>> BEGIN Records supplied

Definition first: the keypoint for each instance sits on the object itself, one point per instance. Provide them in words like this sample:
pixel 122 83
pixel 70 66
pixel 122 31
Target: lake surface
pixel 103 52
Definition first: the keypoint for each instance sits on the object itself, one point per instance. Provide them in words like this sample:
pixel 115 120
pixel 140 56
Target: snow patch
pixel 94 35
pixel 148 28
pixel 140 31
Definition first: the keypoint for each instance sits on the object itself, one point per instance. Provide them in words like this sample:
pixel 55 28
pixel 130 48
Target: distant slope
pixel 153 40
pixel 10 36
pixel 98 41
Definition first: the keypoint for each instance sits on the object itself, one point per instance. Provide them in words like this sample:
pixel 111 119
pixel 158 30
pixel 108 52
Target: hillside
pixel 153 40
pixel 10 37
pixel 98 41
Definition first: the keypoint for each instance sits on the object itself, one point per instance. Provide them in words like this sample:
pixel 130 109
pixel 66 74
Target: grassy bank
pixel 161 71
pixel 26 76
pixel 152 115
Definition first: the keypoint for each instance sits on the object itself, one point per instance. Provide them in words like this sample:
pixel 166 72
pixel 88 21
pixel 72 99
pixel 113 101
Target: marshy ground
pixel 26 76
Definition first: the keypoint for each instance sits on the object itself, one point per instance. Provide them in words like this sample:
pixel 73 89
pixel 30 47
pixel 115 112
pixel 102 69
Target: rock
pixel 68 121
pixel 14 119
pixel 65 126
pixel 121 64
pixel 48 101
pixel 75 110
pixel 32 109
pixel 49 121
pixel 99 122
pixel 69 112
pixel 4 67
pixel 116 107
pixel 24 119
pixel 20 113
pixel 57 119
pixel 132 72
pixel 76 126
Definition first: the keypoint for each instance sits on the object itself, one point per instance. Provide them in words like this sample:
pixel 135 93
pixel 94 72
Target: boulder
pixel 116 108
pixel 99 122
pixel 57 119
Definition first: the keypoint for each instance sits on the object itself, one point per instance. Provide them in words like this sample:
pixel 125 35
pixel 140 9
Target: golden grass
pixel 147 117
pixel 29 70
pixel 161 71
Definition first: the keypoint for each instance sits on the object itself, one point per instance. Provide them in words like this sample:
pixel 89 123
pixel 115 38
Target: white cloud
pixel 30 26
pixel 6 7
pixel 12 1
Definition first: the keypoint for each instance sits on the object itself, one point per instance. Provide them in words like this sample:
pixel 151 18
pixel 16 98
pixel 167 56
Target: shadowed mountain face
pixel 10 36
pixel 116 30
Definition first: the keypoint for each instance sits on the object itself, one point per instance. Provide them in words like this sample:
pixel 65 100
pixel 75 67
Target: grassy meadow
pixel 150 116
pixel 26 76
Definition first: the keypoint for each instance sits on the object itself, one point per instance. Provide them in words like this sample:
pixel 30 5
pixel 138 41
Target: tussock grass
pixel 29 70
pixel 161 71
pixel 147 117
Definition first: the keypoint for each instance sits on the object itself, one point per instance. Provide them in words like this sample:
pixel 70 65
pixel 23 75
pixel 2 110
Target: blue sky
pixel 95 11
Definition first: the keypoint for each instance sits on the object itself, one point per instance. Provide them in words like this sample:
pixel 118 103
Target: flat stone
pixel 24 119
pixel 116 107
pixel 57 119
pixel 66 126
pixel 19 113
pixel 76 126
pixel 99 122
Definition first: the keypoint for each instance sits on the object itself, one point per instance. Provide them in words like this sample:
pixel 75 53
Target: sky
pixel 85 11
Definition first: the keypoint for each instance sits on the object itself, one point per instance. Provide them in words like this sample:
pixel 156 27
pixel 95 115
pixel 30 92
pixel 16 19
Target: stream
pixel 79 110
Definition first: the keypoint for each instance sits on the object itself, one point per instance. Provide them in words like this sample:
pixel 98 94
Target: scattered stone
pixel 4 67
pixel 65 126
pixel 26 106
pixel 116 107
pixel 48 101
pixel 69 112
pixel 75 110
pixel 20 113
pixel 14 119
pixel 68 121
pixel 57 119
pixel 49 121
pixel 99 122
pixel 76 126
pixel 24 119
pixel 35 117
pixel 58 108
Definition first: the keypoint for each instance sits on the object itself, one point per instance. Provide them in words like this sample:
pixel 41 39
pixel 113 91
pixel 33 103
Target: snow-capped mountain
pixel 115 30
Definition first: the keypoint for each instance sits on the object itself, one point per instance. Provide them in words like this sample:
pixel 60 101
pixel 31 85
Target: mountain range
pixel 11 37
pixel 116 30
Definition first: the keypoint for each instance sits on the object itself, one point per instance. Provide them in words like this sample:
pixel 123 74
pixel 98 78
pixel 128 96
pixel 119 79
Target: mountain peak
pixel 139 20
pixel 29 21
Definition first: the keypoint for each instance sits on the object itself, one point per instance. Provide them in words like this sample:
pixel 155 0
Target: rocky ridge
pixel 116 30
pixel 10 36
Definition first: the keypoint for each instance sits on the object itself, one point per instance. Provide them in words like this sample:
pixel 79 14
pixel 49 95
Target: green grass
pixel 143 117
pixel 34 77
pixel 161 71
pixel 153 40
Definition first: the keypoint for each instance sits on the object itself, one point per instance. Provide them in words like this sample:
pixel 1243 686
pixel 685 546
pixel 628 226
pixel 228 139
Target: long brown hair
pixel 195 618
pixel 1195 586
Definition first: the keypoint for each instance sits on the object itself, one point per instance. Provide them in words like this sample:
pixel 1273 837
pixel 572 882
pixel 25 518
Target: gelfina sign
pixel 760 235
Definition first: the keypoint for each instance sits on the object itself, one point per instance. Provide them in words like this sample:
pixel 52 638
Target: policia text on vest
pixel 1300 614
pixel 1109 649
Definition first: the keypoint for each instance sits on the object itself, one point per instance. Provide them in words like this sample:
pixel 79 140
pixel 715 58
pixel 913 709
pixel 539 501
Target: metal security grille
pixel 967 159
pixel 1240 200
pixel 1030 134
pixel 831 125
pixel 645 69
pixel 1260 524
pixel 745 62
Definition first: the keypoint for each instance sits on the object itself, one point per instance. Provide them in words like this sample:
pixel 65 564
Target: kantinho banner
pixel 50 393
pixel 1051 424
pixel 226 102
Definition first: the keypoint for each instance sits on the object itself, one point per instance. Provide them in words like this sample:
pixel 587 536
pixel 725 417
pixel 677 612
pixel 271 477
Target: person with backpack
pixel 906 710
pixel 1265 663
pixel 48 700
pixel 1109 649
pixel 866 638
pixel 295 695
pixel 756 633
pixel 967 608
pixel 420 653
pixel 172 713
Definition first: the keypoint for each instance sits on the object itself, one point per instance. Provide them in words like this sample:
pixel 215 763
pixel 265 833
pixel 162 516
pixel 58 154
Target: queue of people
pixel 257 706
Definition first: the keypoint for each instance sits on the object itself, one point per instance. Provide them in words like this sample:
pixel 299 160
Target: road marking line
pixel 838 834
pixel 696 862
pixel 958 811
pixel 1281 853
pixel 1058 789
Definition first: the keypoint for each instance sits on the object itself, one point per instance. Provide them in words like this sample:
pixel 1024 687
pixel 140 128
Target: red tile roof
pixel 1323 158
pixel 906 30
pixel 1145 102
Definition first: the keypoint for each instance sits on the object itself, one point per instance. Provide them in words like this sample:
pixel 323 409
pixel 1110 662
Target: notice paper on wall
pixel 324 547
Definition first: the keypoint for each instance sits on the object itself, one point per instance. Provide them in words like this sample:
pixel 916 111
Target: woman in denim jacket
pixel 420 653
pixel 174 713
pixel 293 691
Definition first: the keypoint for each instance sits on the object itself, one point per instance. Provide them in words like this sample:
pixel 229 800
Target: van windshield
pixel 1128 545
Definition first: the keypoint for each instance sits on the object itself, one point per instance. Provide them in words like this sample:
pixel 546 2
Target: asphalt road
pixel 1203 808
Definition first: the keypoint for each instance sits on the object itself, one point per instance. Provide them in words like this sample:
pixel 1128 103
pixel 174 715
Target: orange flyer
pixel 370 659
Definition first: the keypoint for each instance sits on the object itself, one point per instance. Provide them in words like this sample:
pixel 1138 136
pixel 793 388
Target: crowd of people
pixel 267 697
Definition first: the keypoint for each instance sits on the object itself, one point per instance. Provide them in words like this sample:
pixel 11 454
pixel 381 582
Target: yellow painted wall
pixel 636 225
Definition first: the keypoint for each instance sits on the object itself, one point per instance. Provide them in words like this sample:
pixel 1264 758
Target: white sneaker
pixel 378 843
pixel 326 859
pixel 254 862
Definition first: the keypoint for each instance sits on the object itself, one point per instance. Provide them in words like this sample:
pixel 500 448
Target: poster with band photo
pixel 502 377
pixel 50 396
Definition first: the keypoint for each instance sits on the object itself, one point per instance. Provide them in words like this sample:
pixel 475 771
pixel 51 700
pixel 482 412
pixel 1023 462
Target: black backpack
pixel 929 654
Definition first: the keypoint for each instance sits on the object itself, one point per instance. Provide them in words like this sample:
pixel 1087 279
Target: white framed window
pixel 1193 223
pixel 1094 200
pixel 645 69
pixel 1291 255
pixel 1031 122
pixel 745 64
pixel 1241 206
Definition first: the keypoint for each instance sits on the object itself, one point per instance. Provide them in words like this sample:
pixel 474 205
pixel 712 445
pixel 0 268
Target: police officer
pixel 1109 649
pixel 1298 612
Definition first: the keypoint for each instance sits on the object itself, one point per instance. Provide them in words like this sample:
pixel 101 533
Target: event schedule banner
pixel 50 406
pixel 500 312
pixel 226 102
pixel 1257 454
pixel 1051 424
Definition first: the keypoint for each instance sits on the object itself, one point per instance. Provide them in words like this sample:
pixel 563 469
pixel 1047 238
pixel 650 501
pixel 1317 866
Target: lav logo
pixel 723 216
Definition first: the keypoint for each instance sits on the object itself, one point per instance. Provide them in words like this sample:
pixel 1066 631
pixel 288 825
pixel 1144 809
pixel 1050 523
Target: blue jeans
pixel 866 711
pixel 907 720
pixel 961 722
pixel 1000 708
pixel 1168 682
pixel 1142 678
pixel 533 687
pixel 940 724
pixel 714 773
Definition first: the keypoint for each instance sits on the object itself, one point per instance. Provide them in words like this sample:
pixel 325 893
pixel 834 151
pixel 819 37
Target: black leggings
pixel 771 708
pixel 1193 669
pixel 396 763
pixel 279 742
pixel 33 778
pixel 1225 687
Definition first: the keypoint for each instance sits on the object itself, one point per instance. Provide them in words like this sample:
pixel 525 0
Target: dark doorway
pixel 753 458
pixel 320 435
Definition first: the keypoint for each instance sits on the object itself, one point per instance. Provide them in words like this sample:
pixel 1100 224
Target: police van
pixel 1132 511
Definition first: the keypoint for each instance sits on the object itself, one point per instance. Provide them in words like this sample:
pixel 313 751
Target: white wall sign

>> END Records supplied

Find every line in the entries above that contains the word "black" and copy each of those lines.

◆ Exercise response:
Target: black backpack
Target: black leggings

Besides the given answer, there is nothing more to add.